**** RECORD LIST ****
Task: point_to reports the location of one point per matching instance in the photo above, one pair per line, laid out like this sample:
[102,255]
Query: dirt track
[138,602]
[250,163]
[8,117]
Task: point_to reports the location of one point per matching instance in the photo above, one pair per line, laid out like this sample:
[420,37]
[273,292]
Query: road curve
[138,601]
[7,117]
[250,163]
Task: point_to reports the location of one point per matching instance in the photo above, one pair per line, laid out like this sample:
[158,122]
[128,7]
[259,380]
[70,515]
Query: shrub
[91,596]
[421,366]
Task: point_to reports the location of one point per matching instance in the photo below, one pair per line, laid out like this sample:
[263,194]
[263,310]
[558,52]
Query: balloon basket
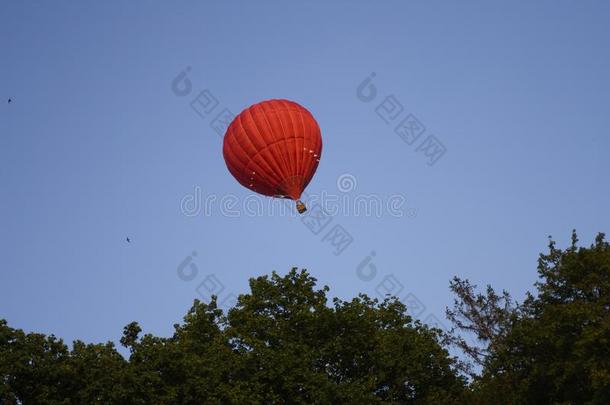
[301,207]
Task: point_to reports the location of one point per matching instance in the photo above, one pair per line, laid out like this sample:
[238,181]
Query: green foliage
[554,348]
[282,343]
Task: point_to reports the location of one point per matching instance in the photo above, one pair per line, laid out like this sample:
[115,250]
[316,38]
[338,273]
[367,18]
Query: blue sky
[96,147]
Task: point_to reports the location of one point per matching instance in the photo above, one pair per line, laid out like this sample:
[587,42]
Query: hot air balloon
[273,148]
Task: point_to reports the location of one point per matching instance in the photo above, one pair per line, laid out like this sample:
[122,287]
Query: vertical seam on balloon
[312,162]
[293,162]
[269,147]
[273,172]
[276,149]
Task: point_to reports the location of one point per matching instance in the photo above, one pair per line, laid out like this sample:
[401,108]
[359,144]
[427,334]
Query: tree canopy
[286,342]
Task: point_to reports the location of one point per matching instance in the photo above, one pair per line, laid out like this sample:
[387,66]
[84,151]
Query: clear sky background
[96,147]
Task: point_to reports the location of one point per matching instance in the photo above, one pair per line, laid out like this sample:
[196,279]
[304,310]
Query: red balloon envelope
[273,148]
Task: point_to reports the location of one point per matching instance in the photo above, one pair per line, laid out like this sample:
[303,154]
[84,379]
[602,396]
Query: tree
[554,348]
[281,343]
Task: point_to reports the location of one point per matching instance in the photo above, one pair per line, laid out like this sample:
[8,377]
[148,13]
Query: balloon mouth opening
[291,187]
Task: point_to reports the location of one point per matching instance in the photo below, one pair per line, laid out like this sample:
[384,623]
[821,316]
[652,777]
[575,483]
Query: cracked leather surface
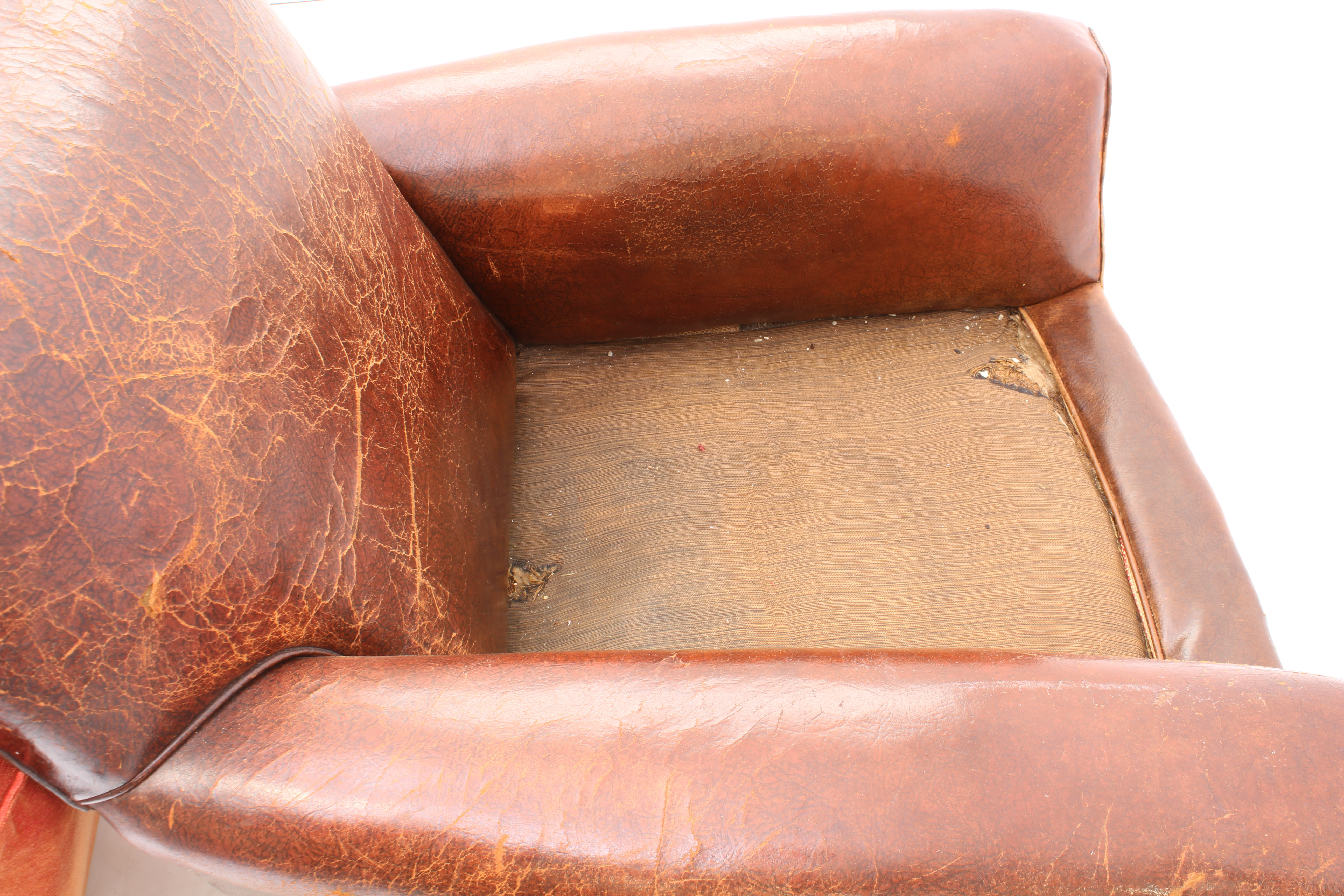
****
SET TASK:
Gather every line above that contains the string "balloon", treating uppercase and lowercase as different.

ANSWER FOR THE TASK:
Query: balloon basket
Query: hot air balloon
Query: vertical seam on balloon
Query: red balloon envelope
Query: balloon mouth opening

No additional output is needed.